--- Stated exercise 1 ---
In the PostGIS buffer explanation below, why does the query pass the buffer geometry through ST_Transform to EPSG: 4326? Answer in one to three sentences.
--- Stated exercise 2 ---
From the PostGIS buffer script below, list every database connection variable defined in the script, along with the value assigned to each.
--- Stated exercise 3 ---
Carry on the PostGIS buffer walkthrough below, picking up after its final sentence.

To get started, we'll use our data in the PostGIS database. We will begin by accessing our schools table that we uploaded to PostGIS in the Batch importing a folder of Shapefiles into PostGIS using ogr2ogr recipe of Chapter 3, Moving Spatial Data from One Format to Another.

Connecting to a PostgreSQL and PostGIS database is accomplished with Psycopg, which is a Python DB API (http://initd.org/psycopg/) implementation. We've already installed this in Chapter 1, Setting Up Your Geospatial Python Environment along with PostgreSQL, Django, and PostGIS.

In [None]:
#!/usr/bin/env python

import psycopg2
import json
from geojson import loads, Feature, FeatureCollection

# Database connection information
db_host = "localhost"
db_user = "calvin"
db_passwd = "planets"
db_database = "py_test"
db_port = "5432"

# connect to database
conn = psycopg2.connect(host=db_host, user=db_user,
        port=db_port, password=db_passwd, database=db_database)

# create a cursor
cur = conn.cursor()

# the PostGIS buffer query
buffer_query = """SELECT ST_AsGeoJSON(ST_Transform(
        ST_Buffer(wkb_geometry, 100,'quad_segs=8'),4326)) 
        AS geom, name
        FROM geodata.schools"""

# execute the query
cur.execute(buffer_query)

# return all the rows, we expect more than one
dbRows = cur.fetchall()

# an empty list to hold each feature of our feature collection
new_geom_collection = []

# loop through each row in result query set and add to my feature collection
# assign name field to the GeoJSON properties
for each_poly in dbRows:
    geom = each_poly[0]
    name = each_poly[1]
    geoj_geom = loads(geom)
    myfeat = Feature(geometry=geoj_geom, properties={'name': name})
    new_geom_collection.append(myfeat)

# use the geojson module to create the final Feature Collection of features created from for loop above
my_geojson = FeatureCollection(new_geom_collection)

# define the output folder and GeoJSon file name
output_geojson_buf = "../geodata/out_buff_100m.geojson"


# save geojson to a file in our geodata folder
def write_geojson():
    fo = open(output_geojson_buf, "w")
    fo.write(json.dumps(my_geojson))
    fo.close()

# run the write function to actually create the GeoJSON file
write_geojson()

# close cursor
cur.close()

# close connection
conn.close()

## How it works

The database connection is using the pyscopg2 module, so we import the libraries at the start alongside geojson and the standard json modules to handle our GeoJSON export.

Our connection is created and then followed immediately with our SQL Buffer query string. The query uses three PostGIS functions. Working your way from the inside out, you will see the ST_Buffer function taking in the geometry of the school points followed by the 100 m buffer distance and the number of circle segments that we would like to generate. ST_Transform then takes the newly created buffer geometry and transforms it into the WGS84 coordinate system (EPSG: 4326) so that we can display it on GitHub, which only displays WGS84 and the projected GeoJSON. Lastly, we'll use the ST_asGeoJSON function to export our geometry as the GeoJSON geometry.

[Point placement records]
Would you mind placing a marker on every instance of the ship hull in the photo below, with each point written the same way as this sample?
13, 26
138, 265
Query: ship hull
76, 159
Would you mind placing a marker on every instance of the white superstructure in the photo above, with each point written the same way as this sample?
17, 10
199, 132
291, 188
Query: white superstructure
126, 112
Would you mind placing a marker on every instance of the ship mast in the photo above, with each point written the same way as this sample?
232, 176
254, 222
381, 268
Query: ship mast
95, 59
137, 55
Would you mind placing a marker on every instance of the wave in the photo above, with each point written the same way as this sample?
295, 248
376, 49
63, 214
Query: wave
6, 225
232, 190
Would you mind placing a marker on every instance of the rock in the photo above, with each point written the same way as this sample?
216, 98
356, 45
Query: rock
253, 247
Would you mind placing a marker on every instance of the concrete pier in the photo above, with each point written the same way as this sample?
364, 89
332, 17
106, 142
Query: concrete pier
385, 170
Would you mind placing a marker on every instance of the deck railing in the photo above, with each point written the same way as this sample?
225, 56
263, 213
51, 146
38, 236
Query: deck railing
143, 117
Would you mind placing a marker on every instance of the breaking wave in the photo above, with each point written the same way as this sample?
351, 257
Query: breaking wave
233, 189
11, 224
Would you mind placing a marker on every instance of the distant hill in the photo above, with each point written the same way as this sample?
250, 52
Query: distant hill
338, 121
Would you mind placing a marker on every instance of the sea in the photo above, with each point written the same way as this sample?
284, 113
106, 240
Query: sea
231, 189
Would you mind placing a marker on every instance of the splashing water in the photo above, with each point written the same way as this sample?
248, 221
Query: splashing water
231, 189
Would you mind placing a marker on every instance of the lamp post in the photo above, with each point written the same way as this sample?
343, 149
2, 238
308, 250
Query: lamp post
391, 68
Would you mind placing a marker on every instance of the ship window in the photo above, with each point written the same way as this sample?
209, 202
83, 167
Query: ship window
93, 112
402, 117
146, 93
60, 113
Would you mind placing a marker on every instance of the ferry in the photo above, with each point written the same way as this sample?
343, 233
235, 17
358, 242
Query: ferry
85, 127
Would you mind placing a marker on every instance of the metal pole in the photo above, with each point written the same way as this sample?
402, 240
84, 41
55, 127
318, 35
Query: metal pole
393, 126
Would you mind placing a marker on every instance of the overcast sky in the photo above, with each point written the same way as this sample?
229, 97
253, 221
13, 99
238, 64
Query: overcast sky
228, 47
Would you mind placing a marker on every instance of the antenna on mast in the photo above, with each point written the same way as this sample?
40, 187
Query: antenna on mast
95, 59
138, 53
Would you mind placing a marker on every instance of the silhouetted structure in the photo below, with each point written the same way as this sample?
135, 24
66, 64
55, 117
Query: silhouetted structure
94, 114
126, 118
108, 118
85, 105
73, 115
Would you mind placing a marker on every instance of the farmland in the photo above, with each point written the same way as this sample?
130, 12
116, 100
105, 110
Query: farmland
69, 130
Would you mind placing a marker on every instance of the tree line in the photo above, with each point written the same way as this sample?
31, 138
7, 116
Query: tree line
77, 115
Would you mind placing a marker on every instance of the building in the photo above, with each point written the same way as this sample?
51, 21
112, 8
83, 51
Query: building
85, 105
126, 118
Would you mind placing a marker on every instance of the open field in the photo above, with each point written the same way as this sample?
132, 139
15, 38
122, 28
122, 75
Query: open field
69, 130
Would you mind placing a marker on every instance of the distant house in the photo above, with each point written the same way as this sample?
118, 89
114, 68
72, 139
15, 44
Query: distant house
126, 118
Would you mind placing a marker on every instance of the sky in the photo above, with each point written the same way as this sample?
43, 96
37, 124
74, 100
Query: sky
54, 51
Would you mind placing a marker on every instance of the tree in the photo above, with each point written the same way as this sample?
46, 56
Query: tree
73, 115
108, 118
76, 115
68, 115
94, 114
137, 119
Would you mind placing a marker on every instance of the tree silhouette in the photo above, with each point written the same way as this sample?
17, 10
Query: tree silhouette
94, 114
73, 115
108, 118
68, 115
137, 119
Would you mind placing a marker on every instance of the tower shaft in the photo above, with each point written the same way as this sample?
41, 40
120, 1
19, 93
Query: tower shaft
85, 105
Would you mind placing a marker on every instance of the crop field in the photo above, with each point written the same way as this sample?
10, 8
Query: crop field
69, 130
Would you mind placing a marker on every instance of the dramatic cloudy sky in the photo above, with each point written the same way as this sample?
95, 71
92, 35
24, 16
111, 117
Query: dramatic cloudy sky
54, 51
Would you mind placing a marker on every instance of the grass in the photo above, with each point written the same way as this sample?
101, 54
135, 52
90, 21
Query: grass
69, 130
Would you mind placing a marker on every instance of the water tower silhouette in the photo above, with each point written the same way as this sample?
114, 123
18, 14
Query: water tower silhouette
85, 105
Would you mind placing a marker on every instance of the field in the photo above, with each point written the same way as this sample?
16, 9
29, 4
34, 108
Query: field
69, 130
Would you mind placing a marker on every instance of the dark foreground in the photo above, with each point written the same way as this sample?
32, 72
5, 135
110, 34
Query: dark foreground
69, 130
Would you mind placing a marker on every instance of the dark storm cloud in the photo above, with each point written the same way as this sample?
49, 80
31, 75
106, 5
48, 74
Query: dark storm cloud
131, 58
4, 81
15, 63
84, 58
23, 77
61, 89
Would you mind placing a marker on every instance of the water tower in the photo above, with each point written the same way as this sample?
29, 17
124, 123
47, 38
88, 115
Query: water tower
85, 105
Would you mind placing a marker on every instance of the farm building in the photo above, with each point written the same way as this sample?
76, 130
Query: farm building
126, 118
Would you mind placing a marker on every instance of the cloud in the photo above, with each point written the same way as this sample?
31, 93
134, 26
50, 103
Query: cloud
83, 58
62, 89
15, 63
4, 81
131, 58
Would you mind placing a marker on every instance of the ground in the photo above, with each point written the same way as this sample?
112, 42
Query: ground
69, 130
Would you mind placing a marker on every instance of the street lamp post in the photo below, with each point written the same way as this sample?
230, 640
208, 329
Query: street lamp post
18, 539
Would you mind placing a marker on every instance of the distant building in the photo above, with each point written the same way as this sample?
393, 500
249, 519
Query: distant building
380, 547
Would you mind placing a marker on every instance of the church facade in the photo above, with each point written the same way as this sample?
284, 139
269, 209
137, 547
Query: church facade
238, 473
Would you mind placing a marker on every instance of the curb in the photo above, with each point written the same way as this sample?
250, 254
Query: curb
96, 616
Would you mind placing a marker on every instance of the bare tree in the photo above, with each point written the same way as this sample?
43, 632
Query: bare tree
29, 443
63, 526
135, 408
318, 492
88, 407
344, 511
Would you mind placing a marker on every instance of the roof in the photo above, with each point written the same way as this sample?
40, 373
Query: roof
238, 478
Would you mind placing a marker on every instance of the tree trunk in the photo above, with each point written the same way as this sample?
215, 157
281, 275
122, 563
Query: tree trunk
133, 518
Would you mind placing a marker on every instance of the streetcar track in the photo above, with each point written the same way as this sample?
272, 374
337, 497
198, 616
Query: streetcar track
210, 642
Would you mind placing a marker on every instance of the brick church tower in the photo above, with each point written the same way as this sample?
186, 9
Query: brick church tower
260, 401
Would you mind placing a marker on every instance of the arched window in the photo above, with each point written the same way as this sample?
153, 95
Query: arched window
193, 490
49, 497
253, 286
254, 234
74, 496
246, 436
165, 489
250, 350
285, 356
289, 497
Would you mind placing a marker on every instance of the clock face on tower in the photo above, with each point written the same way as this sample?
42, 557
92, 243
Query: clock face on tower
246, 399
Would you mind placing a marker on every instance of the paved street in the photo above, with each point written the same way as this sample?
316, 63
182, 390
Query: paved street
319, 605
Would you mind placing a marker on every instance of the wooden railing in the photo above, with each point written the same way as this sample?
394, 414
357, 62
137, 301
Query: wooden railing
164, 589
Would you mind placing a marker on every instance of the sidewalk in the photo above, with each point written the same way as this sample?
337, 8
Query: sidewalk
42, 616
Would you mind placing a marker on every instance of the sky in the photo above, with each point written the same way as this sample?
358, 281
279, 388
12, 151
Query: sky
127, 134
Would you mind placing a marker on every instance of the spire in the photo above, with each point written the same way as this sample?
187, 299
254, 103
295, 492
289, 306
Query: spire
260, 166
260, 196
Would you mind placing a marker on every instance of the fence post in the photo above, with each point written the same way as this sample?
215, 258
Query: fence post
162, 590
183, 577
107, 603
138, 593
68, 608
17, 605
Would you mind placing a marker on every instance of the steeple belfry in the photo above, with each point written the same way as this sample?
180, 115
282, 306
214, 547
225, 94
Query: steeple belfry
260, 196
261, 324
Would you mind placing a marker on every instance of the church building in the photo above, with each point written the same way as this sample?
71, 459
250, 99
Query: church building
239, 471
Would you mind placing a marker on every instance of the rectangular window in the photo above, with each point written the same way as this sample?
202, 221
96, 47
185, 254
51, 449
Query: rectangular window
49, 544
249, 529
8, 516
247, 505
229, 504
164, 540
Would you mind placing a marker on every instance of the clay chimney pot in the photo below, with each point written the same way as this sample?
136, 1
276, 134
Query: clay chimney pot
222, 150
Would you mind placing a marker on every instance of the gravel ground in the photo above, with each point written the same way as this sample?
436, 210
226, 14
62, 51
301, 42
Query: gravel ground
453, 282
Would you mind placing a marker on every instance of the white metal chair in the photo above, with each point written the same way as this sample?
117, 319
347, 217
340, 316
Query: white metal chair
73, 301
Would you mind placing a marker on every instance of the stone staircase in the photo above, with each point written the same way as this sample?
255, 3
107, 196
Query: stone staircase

--- Answer 1 ---
ST_Transform converts the newly created buffer geometry into the WGS84 coordinate system (EPSG: 4326) so that the result can be displayed on GitHub. GitHub only displays WGS84 and the projected GeoJSON.

--- Answer 2 ---
- db_host = "localhost"
- db_user = "calvin"
- db_passwd = "planets"
- db_database = "py_test"
- db_port = "5432"

--- Answer 3 ---
<pre>
<strong>Note:</strong>

PostGIS does not export the complete GeoJSON syntax, only the geometry in the form of the GeoJSON geometry. This is the reason that we need to complete our GeoJSON using the Python geojson module.
</pre>

All of this means that we not only perform analysis on the query, but we also specify the output format and coordinate system all in one go.

Next, we will execute the query and fetch all the returned objects using cur.fetchall() so that we can later loop through each returned buffer polygon. Our new_geom_collection list will store each of the new geometries and the feature names. Next, in the for loop function, we'll use the geojson module function, loads(geom), to input our geometry into a GeoJSON geometry object. This is followed by the Feature()function that actually creates our GeoJSON feature. This is then used as the input for the FeatureCollection function where the final, completed GeoJSON is created.

Lastly, we'll need to write this new GeoJSON file to disk and save it. Hence, we'll use the new file object where we use the standard Python json.dumps module to export our FeatureCollection.

We'll do a little clean up to close the cursor object and connection. Bingo! We are now done and can visualize our final results.

## Finding out whether a point is inside a polygon

A point inside a polygon analysis query is a very common spatial operation. This query can identify objects located within an area such as a polygon. The area of interest in this example is a 100 m buffer polygon around bike paths and we would like to locate all schools that are inside this polygon.

### Getting ready

In the previous section, we used the schools table to create a buffer. This time around, we will use this table as our input points table. The bikeways table that we imported in Chapter 3, Moving Spatial Data from One Format to Another, will be used as our input lines to generate a new 100 m buffer polygon. Be sure, however, that you have the two datasets in your local PostgreSQL database.

### How to do it
Now, let's dive into some more code to find schools located within 100 m of the bikeways in order to find points inside a polygon:


In [None]:
#!/usr/bin/env python
# -*- coding: utf-8 -*-

import json
import psycopg2
from geojson import loads, Feature, FeatureCollection


# Database Connection Info
db_host = "localhost"
db_user = "pluto"
db_passwd = "stars"
db_database = "py_geoan_cb"
db_port = "5432"

# connect to DB
conn = psycopg2.connect(host=db_host, user=db_user, port=db_port, password=db_passwd, database=db_database)

# create a cursor
cur = conn.cursor()

# uncomment if needed
# cur.execute("Drop table if exists geodata.bikepath_100m_buff;")

# query to create a new polygon 100m around the bikepath
new_bike_buff_100m = """ CREATE TABLE geodata.bikepath_100m_buff 
       AS SELECT name, 
       ST_Buffer(wkb_geometry, 100) AS geom
       FROM geodata.bikeways; """

# run the query
cur.execute(new_bike_buff_100m)

# commit query to database
conn.commit()

# query to select schools inside the polygon and output geojson
is_inside_query = """ SELECT s.name AS name, 
    ST_AsGeoJSON(ST_Transform(s.wkb_geometry,4326)) AS geom
    FROM geodata.schools AS s,
    geodata.bikepath_100m_buff AS bp
        WHERE ST_WITHIN(s.wkb_geometry, bp.geom); """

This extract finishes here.